European Geologist Journal 46

Oil seep detection based on historical and recent satellite SAR data and manual interpretation: Eratosthenes Seamount (ESM): a very shy oil-trap candidate?

by Clément Blaizot

Clément Blaizot¹

¹ CEO of GEOESPACE

Contact: c.blaizot@geoespace.com

Abstract

For many years, remote sensing has been more and more widely accepted by geoscientists as a useful tool in the early stages of exploration campaigns to unveil natural oil seepages. Today, European programs such as SENTINEL allow us to retrieve an increasing amount of free and up-to-date SAR satellite data. By combining archives data, recent data and manual interpretation, our seep study discovered evidence of natural seeps present on both edges of the Levantine Basin, still waiting to deliver its first barrels of oil, despite gigantic nearby gas discoveries.

Introduction

Seep hunting, like many other oil & gas disciplines, is a highly interpretative technique mainly because of the difficulty of discriminating natural seepages rising from the seafloor (seeps) from pollution (spills). Another often underestimated challenge is posed by what shall be nicknamed “lookalikes”: algal blooms, reefs, atmospheric bubbles, oceanic or wave artefacts, etc. Nevertheless, even if natural seepages uncover only a clue rather than the entire crime scene (where to drill!) in the full exploration investigation chain, seeps still remain a trustworthy witness of an active petroleum system and seep locations can indicate the edges of efficient vertical or lateral migration routes.

As described by Pajot (2013), Synthetic Aperture Radar (SAR) data is commonly accepted to be a handy and efficient way to perform seeps studies. One fast and cost-effective solution was to gather archived SAR data from around 1990 to about 2010. However, today’s European programs such as SENTINEL enable us to reach another landmark by adding recent data to baselines belonging to the past. Provided one is capable of processing the raw images delivered by the European Space Agency (ESA), it is almost free of charge to quickly collect a large set of different SAR images on an area of interest for the last 25 years.

This innovative approach relies on the coupling of archive data – which can first highlight small specific zones of potential within very large areas of up to 1,000,000 km² or more – with brand new data acquired just days or weeks ago, which can confirm the initial potential.

Seep interpretation heavily relies on the person seated behind the computer. In a time of Big Data, where the oil industry is benefitting from the progress of Artificial Intelligence and Machine Learning, there is still a point to be made by promoting the benefits of manual interpretation. Seep detection has little to do with binary concerns, it is never all true or all wrong: it is often “in-between” and in the end, it is all in the eyes of someone who has seen seeps around the world in several different contexts and that person’s ability to observe “weak signals”, where seeps might not be obvious at first glance. If we are not able to trust computers to make automatic interpretations, how can we help humans to become more accurate? One of the answers might be found in the accumulation of large sets of SAR data alongside a methodology that emphasises the recurrences of active seeps over time rather than the seep itself.

______________________________

**Requests:**
A – Please write out the seep-detection article from "As described by" down to "last 25 years.".
B – In the seep-detection article, what span of years does the archived SAR data cover?
The listing has no connection to the seep-detection article.

**Available data:**
______________________________

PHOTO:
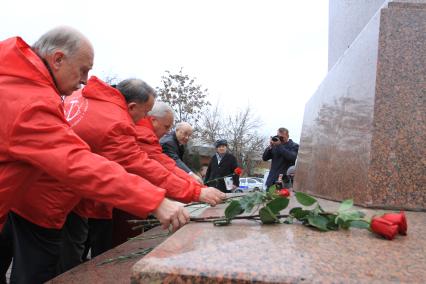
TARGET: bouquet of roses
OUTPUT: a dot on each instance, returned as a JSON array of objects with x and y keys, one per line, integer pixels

______________________________

**Answers to the problems:**
A –
As described by Pajot (2013), Synthetic Aperture Radar (SAR) data is commonly accepted to be a handy and efficient way to perform seeps studies. One fast and cost-effective solution was to gather archived SAR data from around 1990 to about 2010. However, today’s European programs such as SENTINEL enable us to reach another landmark by adding recent data to baselines belonging to the past. Provided one is capable of processing the raw images delivered by the European Space Agency (ESA), it is almost free of charge to quickly collect a large set of different SAR images on an area of interest for the last 25 years.

B – From around 1990 to about 2010.